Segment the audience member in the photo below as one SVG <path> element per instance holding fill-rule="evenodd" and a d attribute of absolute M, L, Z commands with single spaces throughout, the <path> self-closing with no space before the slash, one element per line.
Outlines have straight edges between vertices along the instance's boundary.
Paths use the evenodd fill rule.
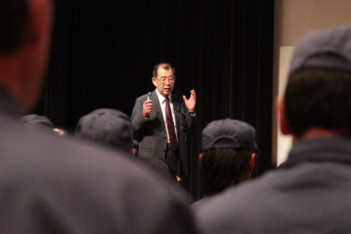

---

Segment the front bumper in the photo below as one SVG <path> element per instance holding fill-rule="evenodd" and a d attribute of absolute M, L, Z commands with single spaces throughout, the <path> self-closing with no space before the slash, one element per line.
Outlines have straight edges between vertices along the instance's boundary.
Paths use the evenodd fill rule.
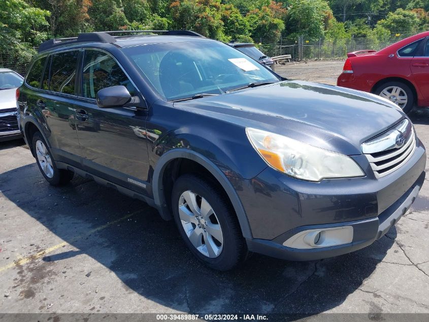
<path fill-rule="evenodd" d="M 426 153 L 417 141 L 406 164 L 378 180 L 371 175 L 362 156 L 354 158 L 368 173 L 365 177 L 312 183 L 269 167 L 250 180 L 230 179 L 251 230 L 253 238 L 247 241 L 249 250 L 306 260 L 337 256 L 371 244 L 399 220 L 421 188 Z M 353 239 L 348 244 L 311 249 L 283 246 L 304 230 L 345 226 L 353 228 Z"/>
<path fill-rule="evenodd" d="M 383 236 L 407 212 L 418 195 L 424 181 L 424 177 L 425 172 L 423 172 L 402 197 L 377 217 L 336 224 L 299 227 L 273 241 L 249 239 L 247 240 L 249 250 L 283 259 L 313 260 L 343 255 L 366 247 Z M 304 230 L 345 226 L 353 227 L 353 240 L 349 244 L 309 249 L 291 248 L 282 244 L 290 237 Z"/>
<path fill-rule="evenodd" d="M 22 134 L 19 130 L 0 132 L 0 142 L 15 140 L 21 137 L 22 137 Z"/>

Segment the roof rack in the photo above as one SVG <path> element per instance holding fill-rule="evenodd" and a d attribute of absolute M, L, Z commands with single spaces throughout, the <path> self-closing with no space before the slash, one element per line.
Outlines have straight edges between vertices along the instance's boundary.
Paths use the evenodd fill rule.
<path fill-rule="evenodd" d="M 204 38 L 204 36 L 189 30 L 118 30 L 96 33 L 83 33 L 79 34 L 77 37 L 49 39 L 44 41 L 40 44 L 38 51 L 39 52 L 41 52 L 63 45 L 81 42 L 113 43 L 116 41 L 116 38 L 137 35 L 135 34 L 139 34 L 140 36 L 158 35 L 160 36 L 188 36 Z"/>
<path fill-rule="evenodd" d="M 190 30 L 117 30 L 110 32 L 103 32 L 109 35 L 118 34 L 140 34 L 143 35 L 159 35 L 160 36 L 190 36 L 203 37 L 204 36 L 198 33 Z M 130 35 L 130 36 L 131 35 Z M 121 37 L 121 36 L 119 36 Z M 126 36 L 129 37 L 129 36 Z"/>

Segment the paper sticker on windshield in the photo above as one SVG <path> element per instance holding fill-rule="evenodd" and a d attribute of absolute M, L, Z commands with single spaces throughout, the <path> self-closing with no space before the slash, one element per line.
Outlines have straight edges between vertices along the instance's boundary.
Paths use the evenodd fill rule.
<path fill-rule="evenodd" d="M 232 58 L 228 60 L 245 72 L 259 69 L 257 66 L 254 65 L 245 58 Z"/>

◆ What you should do:
Format everything from the line containing "Segment the roof" down to the line containing "190 30 L 117" as a JSON list of strings, one string per line, with blank lines omitted.

◆ Finished task:
[
  "Segment the roof rack in the photo above as one SVG <path> element per instance holding fill-rule=\"evenodd\" and a d attribute of absolute M, L, Z commands with single spaces throughout, the <path> self-closing with no space before the slash, one element per line.",
  "Outlines have straight edges between vertices along the instance's boundary.",
  "Paths use the evenodd fill rule.",
  "<path fill-rule=\"evenodd\" d=\"M 204 38 L 204 36 L 189 30 L 118 30 L 96 33 L 83 33 L 79 34 L 77 37 L 49 39 L 44 41 L 40 44 L 38 51 L 39 52 L 41 52 L 63 45 L 81 42 L 113 43 L 116 41 L 116 38 L 137 35 L 135 34 L 139 34 L 140 36 L 158 35 L 160 36 L 188 36 Z\"/>",
  "<path fill-rule=\"evenodd\" d=\"M 190 30 L 117 30 L 110 32 L 103 32 L 109 35 L 118 34 L 140 34 L 143 35 L 159 35 L 160 36 L 190 36 L 203 37 L 204 36 L 198 33 Z M 130 35 L 130 36 L 131 35 Z M 121 37 L 121 36 L 119 36 Z M 126 36 L 129 37 L 129 36 Z\"/>"
]